Dataset entries:
....

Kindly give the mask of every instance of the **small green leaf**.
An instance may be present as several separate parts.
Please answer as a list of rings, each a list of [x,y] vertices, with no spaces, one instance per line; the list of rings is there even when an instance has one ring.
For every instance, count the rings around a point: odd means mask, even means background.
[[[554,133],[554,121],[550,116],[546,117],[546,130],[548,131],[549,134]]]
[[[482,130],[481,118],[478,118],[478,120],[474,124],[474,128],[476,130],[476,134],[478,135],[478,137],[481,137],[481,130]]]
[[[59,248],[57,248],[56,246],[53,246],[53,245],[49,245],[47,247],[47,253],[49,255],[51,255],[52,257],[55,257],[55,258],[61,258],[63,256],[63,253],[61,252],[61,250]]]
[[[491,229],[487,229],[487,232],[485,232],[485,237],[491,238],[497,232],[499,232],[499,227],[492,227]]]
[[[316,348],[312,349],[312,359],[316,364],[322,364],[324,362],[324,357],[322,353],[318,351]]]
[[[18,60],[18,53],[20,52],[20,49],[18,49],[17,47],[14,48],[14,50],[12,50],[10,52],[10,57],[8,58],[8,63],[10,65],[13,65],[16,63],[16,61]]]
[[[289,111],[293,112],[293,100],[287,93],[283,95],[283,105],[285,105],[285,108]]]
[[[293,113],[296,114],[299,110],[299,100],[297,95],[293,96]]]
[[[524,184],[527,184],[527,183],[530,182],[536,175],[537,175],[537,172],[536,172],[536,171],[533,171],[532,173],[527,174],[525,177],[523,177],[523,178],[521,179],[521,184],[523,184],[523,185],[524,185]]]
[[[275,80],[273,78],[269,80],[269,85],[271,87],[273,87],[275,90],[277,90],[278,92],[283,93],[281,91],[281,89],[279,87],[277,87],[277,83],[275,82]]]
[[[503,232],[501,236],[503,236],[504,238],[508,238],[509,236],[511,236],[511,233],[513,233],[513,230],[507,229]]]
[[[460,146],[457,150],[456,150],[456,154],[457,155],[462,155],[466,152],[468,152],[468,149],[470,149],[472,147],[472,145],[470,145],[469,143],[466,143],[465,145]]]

....

Activity:
Could you print, exactly and with nothing else, the lines from the one containing "An instance may" through the last line of the records above?

Response area:
An instance may be present as several separate parts.
Please answer as a list of rings, each a list of [x,y] vertices, with no spaces, one instance per line; the list of rings is there even when an instance has one ring.
For every instance, count the rings around a point: odd means mask, even means background.
[[[554,133],[554,121],[550,116],[546,117],[546,130],[548,131],[549,134]]]
[[[482,130],[481,118],[478,118],[478,120],[474,124],[474,128],[476,130],[476,134],[478,135],[478,137],[481,137],[481,130]]]
[[[59,248],[57,248],[56,246],[53,246],[53,245],[49,245],[47,247],[47,253],[49,255],[51,255],[52,257],[55,257],[55,258],[61,258],[63,256],[63,253],[61,252],[61,250]]]
[[[491,229],[487,229],[487,232],[485,232],[485,237],[491,238],[497,232],[499,232],[499,227],[492,227]]]
[[[316,348],[312,349],[312,359],[316,364],[322,364],[324,362],[324,357],[322,353],[318,351]]]
[[[18,60],[18,53],[20,52],[20,49],[18,49],[17,47],[14,48],[14,50],[12,50],[10,52],[10,57],[8,58],[8,63],[10,65],[13,65],[16,63],[16,61]]]
[[[289,111],[293,112],[293,100],[287,93],[283,95],[283,105],[285,105],[285,108]]]
[[[293,113],[296,114],[299,110],[299,100],[297,95],[293,96]]]
[[[524,184],[527,184],[527,183],[530,182],[536,175],[537,175],[537,172],[536,172],[536,171],[533,171],[532,173],[527,174],[525,177],[523,177],[523,178],[521,179],[521,184],[523,184],[523,185],[524,185]]]
[[[275,80],[273,78],[269,80],[269,85],[271,87],[273,87],[275,90],[277,90],[278,92],[283,93],[281,91],[281,89],[279,87],[277,87],[277,83],[275,82]]]
[[[503,232],[501,236],[503,236],[504,238],[508,238],[509,236],[511,236],[511,233],[513,233],[513,230],[507,229]]]
[[[460,146],[457,150],[456,150],[456,154],[457,155],[462,155],[466,152],[468,152],[468,149],[470,149],[472,147],[472,145],[470,145],[469,143],[466,143],[465,145]]]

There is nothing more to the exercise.